* Work to complete: Everything in the entries below except the pictures must be returned exactly.

* Extracted material:

BEGIN

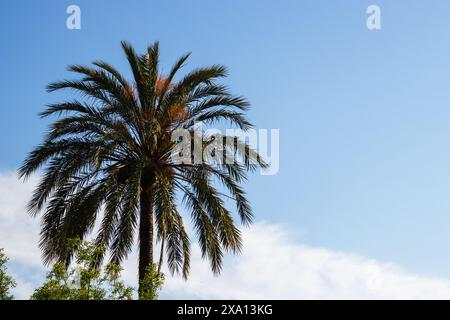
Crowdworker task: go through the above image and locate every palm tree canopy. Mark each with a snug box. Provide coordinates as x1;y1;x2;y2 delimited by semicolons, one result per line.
19;41;266;280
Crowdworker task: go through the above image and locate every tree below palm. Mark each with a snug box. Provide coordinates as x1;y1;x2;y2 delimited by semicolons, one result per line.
19;41;265;298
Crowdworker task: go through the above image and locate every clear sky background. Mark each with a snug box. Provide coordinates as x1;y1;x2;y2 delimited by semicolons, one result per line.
3;0;450;298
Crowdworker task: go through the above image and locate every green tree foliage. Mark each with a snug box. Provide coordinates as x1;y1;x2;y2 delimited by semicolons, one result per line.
0;248;16;300
139;264;164;300
31;240;134;300
19;41;266;298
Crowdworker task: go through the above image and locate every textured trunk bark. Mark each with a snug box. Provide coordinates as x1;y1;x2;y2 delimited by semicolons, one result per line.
138;173;155;297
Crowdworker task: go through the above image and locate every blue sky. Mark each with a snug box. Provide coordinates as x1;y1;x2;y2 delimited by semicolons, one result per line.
3;0;450;298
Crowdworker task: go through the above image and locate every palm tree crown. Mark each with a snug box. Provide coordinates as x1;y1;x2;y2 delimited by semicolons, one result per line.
19;41;265;296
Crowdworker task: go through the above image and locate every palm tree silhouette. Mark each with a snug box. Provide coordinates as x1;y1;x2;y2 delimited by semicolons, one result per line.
19;41;266;298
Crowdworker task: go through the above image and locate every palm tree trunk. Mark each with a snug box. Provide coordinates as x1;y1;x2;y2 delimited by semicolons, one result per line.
138;173;155;297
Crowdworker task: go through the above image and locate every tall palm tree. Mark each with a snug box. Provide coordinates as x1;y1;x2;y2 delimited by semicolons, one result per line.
19;41;266;298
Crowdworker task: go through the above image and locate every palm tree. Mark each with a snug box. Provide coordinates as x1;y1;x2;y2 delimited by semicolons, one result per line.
19;41;266;298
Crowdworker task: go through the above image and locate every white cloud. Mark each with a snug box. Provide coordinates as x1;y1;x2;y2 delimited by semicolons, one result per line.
0;174;42;265
0;172;44;298
162;223;450;299
2;171;450;299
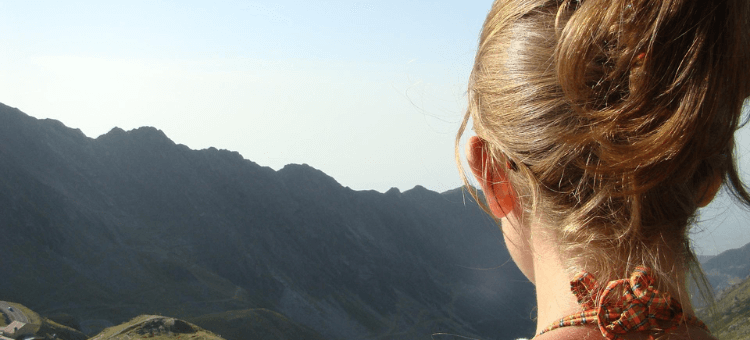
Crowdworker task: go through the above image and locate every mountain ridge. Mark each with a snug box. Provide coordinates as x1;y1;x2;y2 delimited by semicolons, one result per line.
701;241;750;292
0;102;536;339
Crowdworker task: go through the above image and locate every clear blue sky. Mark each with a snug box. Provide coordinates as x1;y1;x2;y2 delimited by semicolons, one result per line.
1;0;748;255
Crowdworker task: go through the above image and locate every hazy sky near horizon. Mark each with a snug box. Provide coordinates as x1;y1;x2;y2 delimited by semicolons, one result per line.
1;0;485;193
1;0;749;255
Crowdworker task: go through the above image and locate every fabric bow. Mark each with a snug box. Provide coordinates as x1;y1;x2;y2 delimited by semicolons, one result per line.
570;266;683;340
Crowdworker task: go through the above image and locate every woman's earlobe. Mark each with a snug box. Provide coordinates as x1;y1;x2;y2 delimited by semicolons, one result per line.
466;136;517;218
698;173;723;207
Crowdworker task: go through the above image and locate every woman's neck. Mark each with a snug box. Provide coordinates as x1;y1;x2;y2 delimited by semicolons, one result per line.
525;225;698;336
530;230;582;334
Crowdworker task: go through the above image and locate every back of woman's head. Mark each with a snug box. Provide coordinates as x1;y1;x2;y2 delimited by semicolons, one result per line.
458;0;750;285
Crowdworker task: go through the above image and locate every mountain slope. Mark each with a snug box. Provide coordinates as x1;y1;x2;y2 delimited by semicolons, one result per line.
189;308;327;340
0;103;536;340
701;241;750;292
90;315;225;340
700;275;750;339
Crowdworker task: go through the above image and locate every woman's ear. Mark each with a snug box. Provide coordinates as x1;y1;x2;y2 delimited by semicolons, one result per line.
698;173;723;207
466;136;517;218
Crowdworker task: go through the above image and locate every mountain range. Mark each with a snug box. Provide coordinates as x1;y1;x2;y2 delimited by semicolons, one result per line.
701;241;750;292
5;101;750;340
0;103;537;339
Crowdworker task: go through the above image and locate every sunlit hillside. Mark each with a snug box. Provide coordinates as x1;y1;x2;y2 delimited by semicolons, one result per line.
701;275;750;339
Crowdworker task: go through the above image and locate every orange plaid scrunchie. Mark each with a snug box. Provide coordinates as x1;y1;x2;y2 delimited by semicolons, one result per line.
538;266;709;340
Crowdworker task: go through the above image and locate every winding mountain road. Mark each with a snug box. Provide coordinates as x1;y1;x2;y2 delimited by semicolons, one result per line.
0;301;29;324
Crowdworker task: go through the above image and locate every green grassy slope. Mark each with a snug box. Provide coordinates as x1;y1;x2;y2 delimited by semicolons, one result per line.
91;315;225;340
189;309;327;340
38;318;88;340
700;275;750;339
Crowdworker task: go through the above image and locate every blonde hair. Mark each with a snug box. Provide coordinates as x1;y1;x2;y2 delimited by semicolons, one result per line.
457;0;750;293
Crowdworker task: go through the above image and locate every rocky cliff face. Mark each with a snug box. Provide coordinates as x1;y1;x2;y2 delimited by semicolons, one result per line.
0;103;536;339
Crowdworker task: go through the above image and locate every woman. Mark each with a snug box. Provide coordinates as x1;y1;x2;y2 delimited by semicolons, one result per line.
457;0;750;339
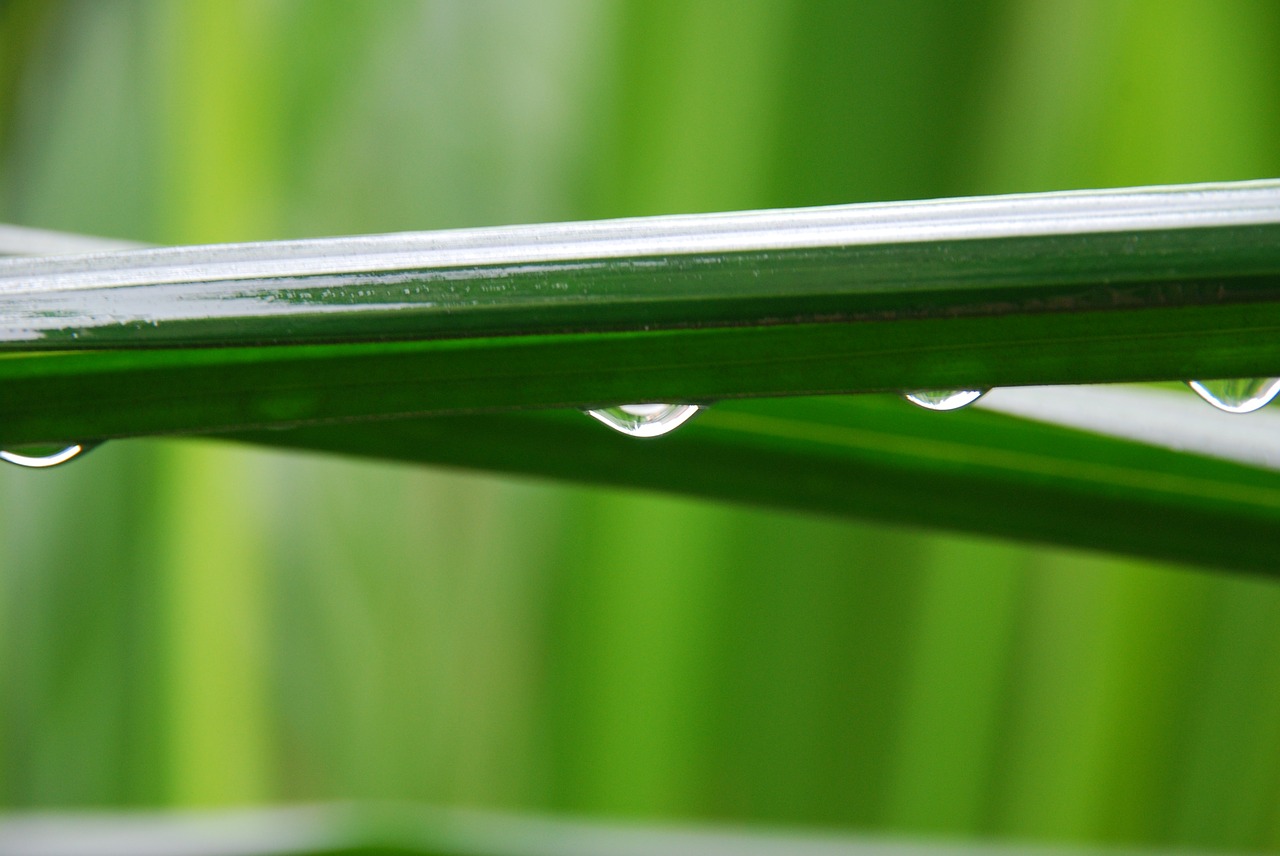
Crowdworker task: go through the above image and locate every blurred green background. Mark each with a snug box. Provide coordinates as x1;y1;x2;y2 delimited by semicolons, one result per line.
3;0;1280;850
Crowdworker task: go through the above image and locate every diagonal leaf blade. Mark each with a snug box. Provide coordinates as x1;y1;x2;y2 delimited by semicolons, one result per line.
230;391;1280;577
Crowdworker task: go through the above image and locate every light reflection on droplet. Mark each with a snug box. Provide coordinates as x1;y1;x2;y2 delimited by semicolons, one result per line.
586;403;701;438
903;389;988;411
0;442;96;469
1186;378;1280;414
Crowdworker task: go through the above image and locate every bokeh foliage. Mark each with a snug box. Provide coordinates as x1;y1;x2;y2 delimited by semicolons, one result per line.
3;0;1280;851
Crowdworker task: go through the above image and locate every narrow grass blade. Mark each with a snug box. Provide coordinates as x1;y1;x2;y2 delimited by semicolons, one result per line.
3;180;1280;446
231;391;1280;576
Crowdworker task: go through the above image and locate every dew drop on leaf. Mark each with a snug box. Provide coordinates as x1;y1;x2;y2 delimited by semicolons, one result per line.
586;403;701;438
903;389;987;411
0;441;98;469
1186;378;1280;414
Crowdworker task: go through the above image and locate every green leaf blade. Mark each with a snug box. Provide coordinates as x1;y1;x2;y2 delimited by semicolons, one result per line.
231;393;1280;577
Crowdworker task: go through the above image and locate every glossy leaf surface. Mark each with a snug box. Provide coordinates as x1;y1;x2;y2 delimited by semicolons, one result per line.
3;181;1280;448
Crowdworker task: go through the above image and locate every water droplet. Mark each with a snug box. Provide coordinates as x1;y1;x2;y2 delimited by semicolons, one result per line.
904;389;988;411
1187;378;1280;414
0;442;97;469
586;403;701;438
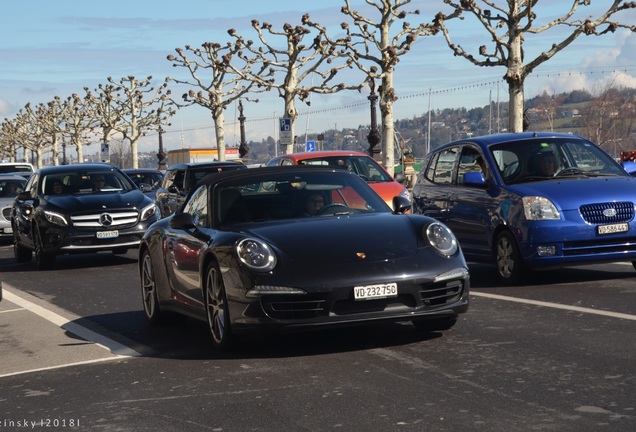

END

* Solution to this exercise:
Crowdworker task: go through the above image and locate every palm tree canopy. Mark each with a snug box. Provide coordinates as x1;y1;x2;y2 delimited by semicolons, one result per line.
19;41;266;280
Crowdworker task: go through the above image and locate every tree below palm. Mark each with a snug box. Provide coordinates as x1;y1;x2;y2 delimited by semicolons, one result per line.
19;41;265;298
Crowdworker task: go through the above image and locate every clear sky background. Mark each with a snug box. Provide coordinates as x1;y1;x2;y2 delimited by semicolons, one result per line.
3;0;450;298
Crowdworker task: go through the above image and locate every green tree foliage. Mark each with a snug box. Provide coordinates as x1;y1;x2;y2 delimited by semicolons, one result per line.
0;248;16;300
139;264;164;300
31;240;134;300
19;41;266;298
Crowdworker task: go through the above image and locate every textured trunk bark. Mark each with a snug box. Provide coordinates as x1;y1;x2;y2 delimited by semicolons, one result per line.
138;173;155;297
Crowdworker task: go through the above image and locate every blue sky. Mark each with a snug box. Provide coordinates as x1;y1;x2;y2 delimited by semicolons, one result per line.
3;0;450;298
Crowdworker task: go through the above image and locate every palm tree crown. Mark each with a snug box. Provide coordinates as x1;y1;x2;y2 delimited by semicolons, one result per line.
19;41;265;296
Crowdworker task: go through the above image and locate every palm tree silhouette. Mark each with a snug box. Provide coordinates as x1;y1;x2;y2 delimited by semicolons, one result per line.
19;41;266;298
Crowdworker task: go through the above image and locate every palm tree trunk. Mark each with a snug box. Provide coordinates as x1;y1;x2;y2 delimited by semicolons, one result per line.
138;173;155;297
Crowdworker task: go through the above image and locate every tall palm tree. Mark each with a snug box. Provide coordinates as x1;y1;x2;y2 delimited by semicolons, one result per line.
19;41;266;298
Crowdworker task: go through the above image and locate every palm tree. Mark each with a snug box. Provide coordinates as x1;y1;x2;y2 delimited by semicolons, one result per line.
19;41;266;298
Crowdworker task: go through the above image and locate every white cloud. Mark each with a snug box. Provide coordinates as x1;y1;x2;y2 delimited by semicolons, one result per line.
0;174;42;265
0;172;44;298
162;223;450;299
2;171;450;299
Crowdworker task: go through the above image and locate every mountain ridge. Mark each with a snug box. Provide coordinates as x1;y1;x2;y2 delimited by semicolons, one result per line.
701;241;750;292
0;102;536;339
Crowdworker task: go through the above image and locate every clear blue sky. Mark each with a snug box. Provide coordinates as x1;y1;x2;y2 delimited by semicolons, one result per line.
1;0;748;255
Crowdworker task: go through the above image and locate every hazy sky near horizon. Mark each with a snug box. Provide coordinates as x1;y1;x2;y2 delimited by semicolons, one result per line.
1;0;485;193
1;0;749;255
Crowdworker task: go through the above image and locate every fabric bow. Mark each with a snug box. Provide coordinates as x1;y1;x2;y2 delimited by semicolons, one result per line.
570;266;683;340
Crowdworker task: go through the above image and locate every woman's earlobe. Mark each with a snug box. Provide coordinates as x1;y1;x2;y2 delimited by semicolons, one result per line.
466;136;517;218
698;173;723;207
Crowdworker task: go through the above image and locate every woman's neck. Mark each with a snug box. Provide coordinates as x1;y1;x2;y2 delimited by semicolons, one result per line.
525;225;698;336
530;230;582;334
Crowdworker task: go through the above image and locate every back of woman's head. Mark each with a snug box. Provide coordinates as x1;y1;x2;y2 delimited by semicolons, one result per line.
458;0;750;285
Crowdworker task: go through the above image and locate every mountain slope. Mark each with a snug box. Provide coordinates as x1;y1;x2;y2 delimited by semicolons, one result per line.
189;308;327;340
0;103;536;340
701;241;750;292
90;315;225;340
700;275;750;339
Crowdworker task: go through the above image and locate every woman's ear. Mark each with a snug box. Provide coordinates as x1;y1;x2;y2 delimited by semicolons, one result per line.
698;173;723;207
466;136;517;218
Crowdworker task: go through the above image and locate every mountain range. Mark each with a snug box. Provide coordinates as x1;y1;x2;y2 delimited by semicolons, one result per line.
701;241;750;292
5;101;750;340
0;103;537;339
Crowdworker task: go through the above image and locate every sunlit hillside. Mark each with a snug box. Provide coordinates as x1;y1;x2;y2 delimited by semicolons, one result per line.
701;275;750;339
Crowdworker task: go through the above image and locate every orange plaid scrunchie. Mark each with a snug box. Provide coordinates as x1;y1;x2;y2 delimited by semicolons, one result per line.
538;266;709;340
Crowdworker task: go through the above image and locate every winding mountain road. Mark each with a snug box. Provide coordinates as x1;y1;x2;y2 delimited by semicolons, one result per line.
0;301;29;324
Crowdworker task: go through the above image and locate every green grassy slope. Mark each with a snug box. Provide coordinates as x1;y1;x2;y2 delimited by semicolons, one result per line.
91;315;225;340
189;309;327;340
38;318;88;340
700;275;750;339
Crowdworker task: go through the above image and locate every blonde hair. Mark each with a snug box. Provide coordinates as x1;y1;x2;y2 delimited by semicolons, one result per line.
457;0;750;293
Crowdworker task: go through the above image and locate every rocky cliff face. Mark each with a snug box. Provide coordinates as x1;y1;x2;y2 delimited by semicolons, one result per line.
0;103;536;339
Crowdworker task: go through the above image and locate every woman. Mark each with a snug box. Provide coordinates as x1;y1;x2;y2 delimited by semicolons, one result per line.
457;0;750;339
Crowdworker task: go through the above image and locate every blurred green background. Mark each with a snug box. Provide coordinates as x1;y1;x2;y2 delimited by semicolons, one result per line.
3;0;1280;850
Crowdworker task: go through the above image and locate every diagonal leaf blade. Mark each with a snug box. Provide coordinates as x1;y1;x2;y2 delimited by semicolons, one result per line.
230;391;1280;577
Crowdworker task: go through the above image and locate every light reflection on droplet. Mark each with a snug box. Provide coordinates as x1;y1;x2;y2 delimited by semicolons, one result per line.
586;403;701;438
903;389;988;411
0;442;96;469
1186;378;1280;414
Crowdworker task: go through the above image and locate every bokeh foliage. Mark each with a snug box. Provide coordinates as x1;y1;x2;y2 delimited by semicolons, one result per line.
3;0;1280;851
Crowdworker task: go through the above image and locate every narrow grass blade. Mark each with a snug box. Provide coordinates as x1;y1;x2;y2 delimited by semicolons, one result per line.
3;180;1280;446
231;391;1280;576
Crowdworker task: go through the above image and locate every dew drop on leaf. Mark each with a snug box. Provide coordinates as x1;y1;x2;y2 delimited by semicolons, one result per line.
586;403;701;438
903;389;987;411
0;441;98;469
1186;378;1280;414
Crowdworker task: go through the above image and locate every green leaf blade. Mark each with a snug box. Provide coordinates as x1;y1;x2;y2 delimited by semicolons, one result per line.
231;393;1280;577
Crowdworker task: go through the above image and locate every glossy leaf surface. Mark each with a snug box. Provide coordinates as x1;y1;x2;y2 delimited by semicolons, one result per line.
3;181;1280;448
Crowdworker task: go through the above image and locate every water droplet. Mark each with a snug box. Provide coordinates as x1;y1;x2;y2 delimited by semicolons, one result per line.
904;389;988;411
1187;378;1280;414
0;442;97;469
586;403;701;438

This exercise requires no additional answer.